→ **Task requirements**: Can you return the records below exactly as they appear, line for line, leaving out the pictures?

[start of Records to process]

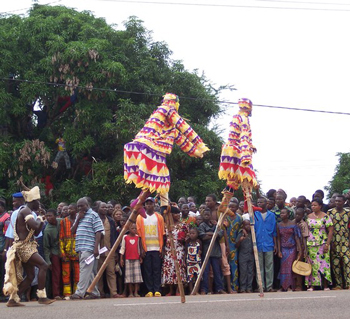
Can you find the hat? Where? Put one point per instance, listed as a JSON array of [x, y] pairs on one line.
[[31, 195], [245, 104], [17, 195], [171, 99], [245, 217]]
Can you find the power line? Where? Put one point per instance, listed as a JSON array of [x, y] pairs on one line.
[[155, 94], [307, 2], [226, 5], [45, 4]]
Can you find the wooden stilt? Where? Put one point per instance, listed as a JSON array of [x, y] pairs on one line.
[[223, 209], [170, 225], [247, 192], [131, 219]]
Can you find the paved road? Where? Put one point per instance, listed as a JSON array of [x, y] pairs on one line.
[[294, 305]]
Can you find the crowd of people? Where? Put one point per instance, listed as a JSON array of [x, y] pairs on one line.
[[77, 237]]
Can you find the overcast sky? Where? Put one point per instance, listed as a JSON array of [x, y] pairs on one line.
[[280, 57]]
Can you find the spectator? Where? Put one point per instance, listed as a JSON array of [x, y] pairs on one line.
[[340, 254], [265, 228], [70, 258], [288, 234], [108, 239], [304, 230], [246, 257], [320, 237], [185, 218], [52, 251], [88, 228], [130, 252], [206, 231], [193, 252], [180, 233], [233, 228], [151, 232]]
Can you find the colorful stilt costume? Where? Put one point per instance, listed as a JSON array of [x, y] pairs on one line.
[[145, 157], [237, 169], [236, 154]]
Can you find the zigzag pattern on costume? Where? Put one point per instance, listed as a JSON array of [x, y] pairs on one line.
[[236, 154], [145, 157]]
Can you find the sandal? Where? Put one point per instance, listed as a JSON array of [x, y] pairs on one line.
[[75, 297]]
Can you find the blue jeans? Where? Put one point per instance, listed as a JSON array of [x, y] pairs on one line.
[[215, 263]]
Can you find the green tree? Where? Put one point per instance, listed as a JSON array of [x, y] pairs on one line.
[[341, 178], [55, 52]]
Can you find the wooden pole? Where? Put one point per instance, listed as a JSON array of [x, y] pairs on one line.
[[170, 224], [131, 219], [247, 192], [210, 248], [223, 210]]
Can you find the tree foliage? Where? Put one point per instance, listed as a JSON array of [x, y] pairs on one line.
[[341, 178], [58, 51]]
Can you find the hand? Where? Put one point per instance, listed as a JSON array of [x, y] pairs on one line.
[[96, 252], [325, 248], [81, 214]]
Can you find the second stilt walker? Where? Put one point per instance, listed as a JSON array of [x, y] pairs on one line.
[[237, 169]]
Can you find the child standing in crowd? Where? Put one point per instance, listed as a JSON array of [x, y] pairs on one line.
[[199, 220], [246, 256], [320, 237], [70, 259], [130, 255], [179, 232], [52, 250], [185, 218], [233, 227], [299, 219], [206, 231], [193, 257], [288, 234]]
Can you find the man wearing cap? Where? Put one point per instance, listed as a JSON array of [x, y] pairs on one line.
[[24, 255], [17, 203], [151, 231]]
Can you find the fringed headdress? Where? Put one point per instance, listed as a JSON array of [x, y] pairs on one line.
[[171, 99]]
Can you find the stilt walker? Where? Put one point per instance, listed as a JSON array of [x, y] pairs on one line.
[[145, 160], [236, 167]]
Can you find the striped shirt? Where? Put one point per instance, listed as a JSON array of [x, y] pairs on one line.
[[87, 228]]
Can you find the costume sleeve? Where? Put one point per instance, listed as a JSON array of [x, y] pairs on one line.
[[47, 250], [62, 238], [188, 140], [122, 247]]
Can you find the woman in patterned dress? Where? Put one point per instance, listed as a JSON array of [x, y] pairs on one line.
[[180, 233], [288, 236], [320, 236]]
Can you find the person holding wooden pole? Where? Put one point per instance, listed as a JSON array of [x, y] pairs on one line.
[[236, 166], [145, 159]]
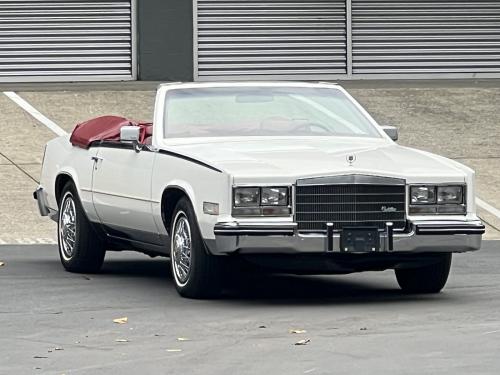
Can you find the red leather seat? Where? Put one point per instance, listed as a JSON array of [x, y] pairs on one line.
[[107, 128]]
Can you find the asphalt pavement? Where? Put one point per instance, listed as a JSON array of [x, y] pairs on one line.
[[54, 322]]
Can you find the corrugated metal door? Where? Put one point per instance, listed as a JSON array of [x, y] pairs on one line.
[[425, 37], [66, 40], [274, 39]]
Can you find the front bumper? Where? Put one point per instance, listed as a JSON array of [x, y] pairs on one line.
[[283, 238]]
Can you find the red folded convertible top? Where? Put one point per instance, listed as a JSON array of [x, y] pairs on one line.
[[106, 128]]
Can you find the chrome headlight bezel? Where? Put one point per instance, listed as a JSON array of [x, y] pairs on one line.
[[272, 201], [437, 203]]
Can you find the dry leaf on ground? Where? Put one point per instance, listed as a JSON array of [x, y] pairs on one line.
[[298, 331], [303, 342]]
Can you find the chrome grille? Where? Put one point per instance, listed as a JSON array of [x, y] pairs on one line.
[[349, 205]]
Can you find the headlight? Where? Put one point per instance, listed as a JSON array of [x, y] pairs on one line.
[[435, 200], [450, 194], [265, 201], [423, 194], [246, 197], [274, 196]]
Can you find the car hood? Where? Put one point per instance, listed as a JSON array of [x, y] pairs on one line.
[[290, 158]]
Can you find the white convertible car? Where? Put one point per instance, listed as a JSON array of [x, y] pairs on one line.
[[296, 177]]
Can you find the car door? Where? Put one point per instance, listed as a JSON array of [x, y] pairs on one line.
[[121, 192]]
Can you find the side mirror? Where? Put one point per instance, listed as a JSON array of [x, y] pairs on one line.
[[129, 133], [391, 131]]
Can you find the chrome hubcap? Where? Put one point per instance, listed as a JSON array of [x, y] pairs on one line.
[[67, 227], [181, 249]]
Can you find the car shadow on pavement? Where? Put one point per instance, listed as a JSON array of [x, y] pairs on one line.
[[267, 288]]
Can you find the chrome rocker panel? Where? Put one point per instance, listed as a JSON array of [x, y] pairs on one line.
[[283, 238]]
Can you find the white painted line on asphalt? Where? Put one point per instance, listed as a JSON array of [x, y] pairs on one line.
[[490, 332], [488, 207], [35, 113], [29, 241]]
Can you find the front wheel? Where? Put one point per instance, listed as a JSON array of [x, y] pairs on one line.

[end of Records to process]

→ **Answer to this exercise**:
Can you find the hat? Where? Put one point per instance, listed as a JSON array of [x, y] pairs on one line.
[[31, 195], [245, 104], [17, 195], [171, 99], [245, 217]]
Can you find the power line? Where? Put one point per instance, listed as a JSON array of [x, y] pairs on one line.
[[155, 94], [307, 2], [226, 5], [45, 4]]
Can you find the wooden stilt? Where? Put one point per instance, listed as a JSON array of [x, y] pairs on one line.
[[223, 209], [170, 225], [247, 192], [131, 219]]
Can you find the paved road? Where? Put one point per instance, listed as a JSON array of [x, y] pairs on one line.
[[294, 305]]
Can you find the crowd of people? Where? Put one point per instance, listed as a JSON array of [x, y] pairs on one line.
[[77, 237]]
Can you find the overcast sky? Where? Put one point per instance, listed as a JSON array of [x, y] pairs on one line.
[[280, 57]]
Can you find the spectator? Where? Put one point per instance, listed as a JSON array of [x, y] pairs on one line.
[[340, 254], [265, 228], [70, 258], [288, 234], [108, 239], [304, 230], [246, 257], [320, 237], [185, 218], [52, 251], [88, 228], [130, 252], [206, 231], [193, 252], [180, 233], [233, 228], [151, 232]]
Can you find the colorful stilt costume? Where? Put one point per instance, listed as a JSON array of [x, y] pairs on one line.
[[145, 157], [237, 169], [236, 154]]
Can you find the zigzag pattern on costume? Where? Put one point per instance, listed as a JSON array of [x, y] pairs on one line.
[[236, 154], [145, 157]]
Can you find the sandal? Where? Put one point per instance, listed as a JSON array of [x, y] pairs on one line.
[[75, 297]]
Can you find the blue jeans? Where? Put one point per instance, listed as a JSON array of [x, y] pairs on one line.
[[215, 263]]
Can you find the green tree? Where? Put one point per instance, listed as a JSON array of [x, y] pairs on one line.
[[341, 178], [55, 52]]
Can you find the wooden pole? Where? Put one point per instance, listed as a JSON array of [x, y] pairs on one line.
[[170, 224], [131, 219], [247, 192], [210, 248], [223, 210]]
Can you find the tree foliage? Where? Put one point per instance, listed as a JSON array of [x, y] pairs on one line.
[[341, 178], [58, 51]]
Can you find the hand? Where? Put one point per instance, listed as a JSON array of [x, y] pairs on one line.
[[96, 252], [325, 248], [81, 214]]
Can you find the second stilt walker? Where? Put one point per instance, listed as a JSON array of [x, y] pairs on one line.
[[237, 169]]
Can you find the child standing in crowd? Where? Put one point per instance, listed as a JSON array of [x, y] pairs on one line.
[[199, 220], [246, 256], [320, 237], [70, 259], [130, 255], [179, 232], [52, 250], [185, 218], [233, 227], [299, 219], [206, 231], [193, 257], [288, 234]]
Can you find the man wearing cap? Where? Put one point per instance, listed as a JSON array of [x, y] pairs on one line.
[[24, 255], [17, 203], [151, 231]]
Can you find the fringed headdress? Where? Put one point per instance, listed as a JSON array of [x, y] pairs on one line.
[[171, 99]]
Can you find the stilt walker? Where? Put one point per instance, listed as a JSON array of [x, y] pairs on one line.
[[145, 160], [236, 167]]
Can you find the striped shirt? Where? Put one point per instance, listed as a JSON array of [x, y] pairs on one line.
[[87, 228]]
Can you find the costume sleeve? Where? Put one point per instance, listed as a JSON array of [x, y] pairs on one line.
[[47, 250], [62, 238], [188, 140], [122, 247]]
Can you find the woman in patterned dress? Where? Put one point per instance, listed as a JSON array of [x, y] pairs on one line.
[[180, 233], [288, 236], [320, 236]]
Can you find the person holding wooden pole? Where? Put one point per instance, listed as a JSON array of [x, y] pairs on one line.
[[236, 166], [145, 159]]
Can you find the red leather seat? Where? Put one point per instance, listed as a JSON array of [x, y] pairs on one line.
[[107, 128]]
Can you find the asphalt pavement? Where? Put one point per instance, listed as a JSON array of [x, y] pairs on one line.
[[54, 322]]
Can you find the corrugated metal door? Where? Put one point per instance, listed as a JSON array of [x, y] pairs on one line.
[[425, 37], [66, 40], [274, 39]]
Can you find the front bumper? Where? Put one point per instance, listed as a JSON array of [x, y] pairs on one line.
[[283, 238]]
Can you find the red folded convertible top? Where? Put one point per instance, listed as a JSON array of [x, y] pairs on one line.
[[106, 128]]
Can you find the chrome headlight bezel? Where? Put one point per instance, listed as a JSON array of [x, y] pairs on one line.
[[272, 201], [437, 203]]
Can you find the dry leaf on ground? Where? Put one point per instance, listed as a JSON array of [x, y] pairs on one line.
[[298, 331], [303, 342]]
Can you find the chrome grille? Where? Put one point per instance, listed as a JSON array of [x, y] pairs on one line.
[[349, 205]]
Can you find the headlight? Where? Put one point per instance, listed as a JSON array of [x, y] pairs on one line.
[[435, 200], [450, 194], [265, 201], [423, 194], [246, 197], [274, 196]]
Can you find the car hood? Where? Put one point per instance, listed as a JSON array of [x, y] pairs on one line.
[[290, 158]]
Can you find the white convertible car? Where? Put one point per instance, listed as a JSON array of [x, y] pairs on one line.
[[296, 177]]
Can you find the car door? Where? Put one point per instance, listed as a JSON array of [x, y] pairs on one line.
[[121, 192]]
Can you find the side mirror? Where? Put one point per instance, listed as a JSON array of [x, y] pairs on one line.
[[129, 133], [391, 131]]
Can you find the chrome hubcap? Where? Put one point per instance, listed as a JSON array of [x, y] pairs on one line.
[[67, 227], [181, 249]]
Can you find the car shadow on pavement? Where? Put one point per instance, listed as a JSON array of [x, y] pairs on one line.
[[267, 288]]
Can you find the chrome rocker panel? Where? Put one point per instance, listed as a JSON array of [x, y] pairs on one line.
[[283, 238]]
Can you find the white painted line on asphalt? Where? Put one point per instance, listed as a JSON array of [x, y] pairs on one line.
[[490, 332], [488, 207], [35, 113], [29, 241]]
Can you find the front wheel? Where? Put one point per instance, listed as a JSON array of [x, y] pairs on one line.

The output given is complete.